What is separation anxiety disorder?
To understand separation anxiety disorder, it is important to first recognize the normal difficulty that infants and toddlers have with strangers and in separating from parents and caretakers. Infants show stranger anxiety by crying when someone unfamiliar to them approaches. This normal stage of development is connected with the baby learning to distinguish his or her parents or other familiar caretakers from people they don't know. Stranger anxiety usually starts at about 8 months of age and ends by the time the child is 2 years old, according to the American Academy of Pediatrics.
Separation anxiety as a normal life stage first develops at about 7 months of age, once a baby understands that his or her caregivers do not disappear when out of sight (object permanence). That leads to the baby developing a true attachment to those adults. Normal separation anxiety is most commonly at its strongest at 10-18 months of age and gradually subsides, usually by the time the child is 3 years old. Normal separation anxiety may result in parents having trouble with their babies at bedtime or other times of separation, in that the child becomes anxious, cries, or clings to the caretaker.

================

▶ [Task requirements] What does the separation anxiety text say from "What is separation" to "Academy of Pediatrics."? Quote that span word for word.

▶ [Supplied material]
================

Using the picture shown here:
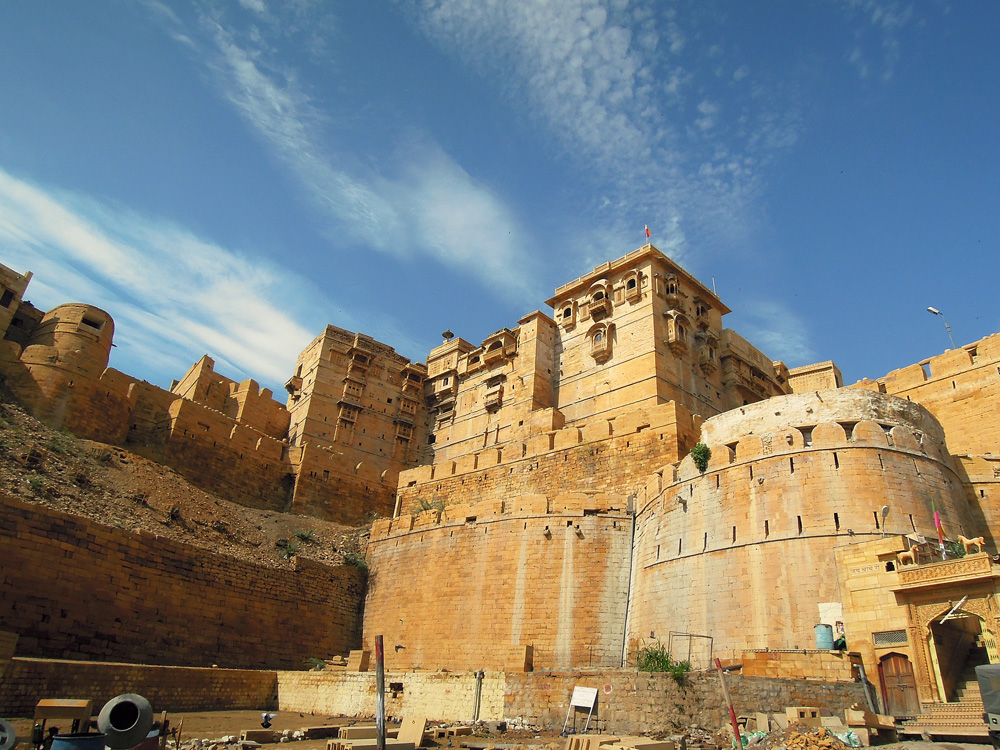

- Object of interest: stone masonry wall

================

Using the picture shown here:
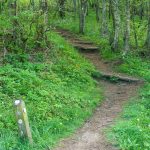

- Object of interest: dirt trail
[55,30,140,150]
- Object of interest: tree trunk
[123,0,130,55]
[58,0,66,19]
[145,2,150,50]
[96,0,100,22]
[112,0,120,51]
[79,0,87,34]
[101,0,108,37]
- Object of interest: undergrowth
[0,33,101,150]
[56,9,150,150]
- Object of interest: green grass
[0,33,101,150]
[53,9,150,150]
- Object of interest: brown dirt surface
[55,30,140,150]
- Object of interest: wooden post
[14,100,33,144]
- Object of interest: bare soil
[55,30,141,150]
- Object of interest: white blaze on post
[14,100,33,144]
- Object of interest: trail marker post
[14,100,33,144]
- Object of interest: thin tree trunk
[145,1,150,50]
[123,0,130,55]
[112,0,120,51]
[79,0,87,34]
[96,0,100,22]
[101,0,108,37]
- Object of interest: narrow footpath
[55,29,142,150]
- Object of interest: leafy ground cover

================

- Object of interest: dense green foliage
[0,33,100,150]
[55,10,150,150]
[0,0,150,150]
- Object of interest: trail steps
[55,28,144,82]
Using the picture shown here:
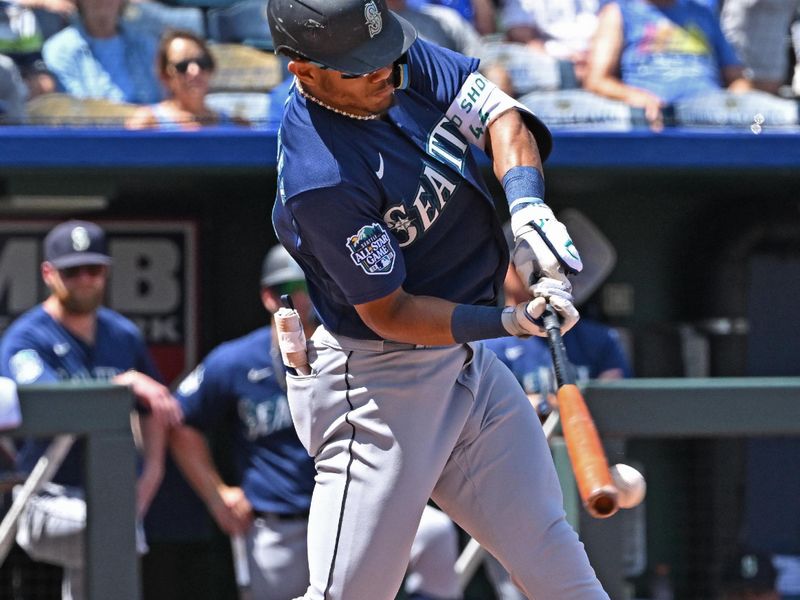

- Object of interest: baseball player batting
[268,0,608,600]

================

▶ [Written answer]
What is separation anxiety disorder?
To understand separation anxiety disorder, it is important to first recognize the normal difficulty that infants and toddlers have with strangers and in separating from parents and caretakers. Infants show stranger anxiety by crying when someone unfamiliar to them approaches. This normal stage of development is connected with the baby learning to distinguish his or her parents or other familiar caretakers from people they don't know. Stranger anxiety usually starts at about 8 months of age and ends by the time the child is 2 years old, according to the American Academy of Pediatrics.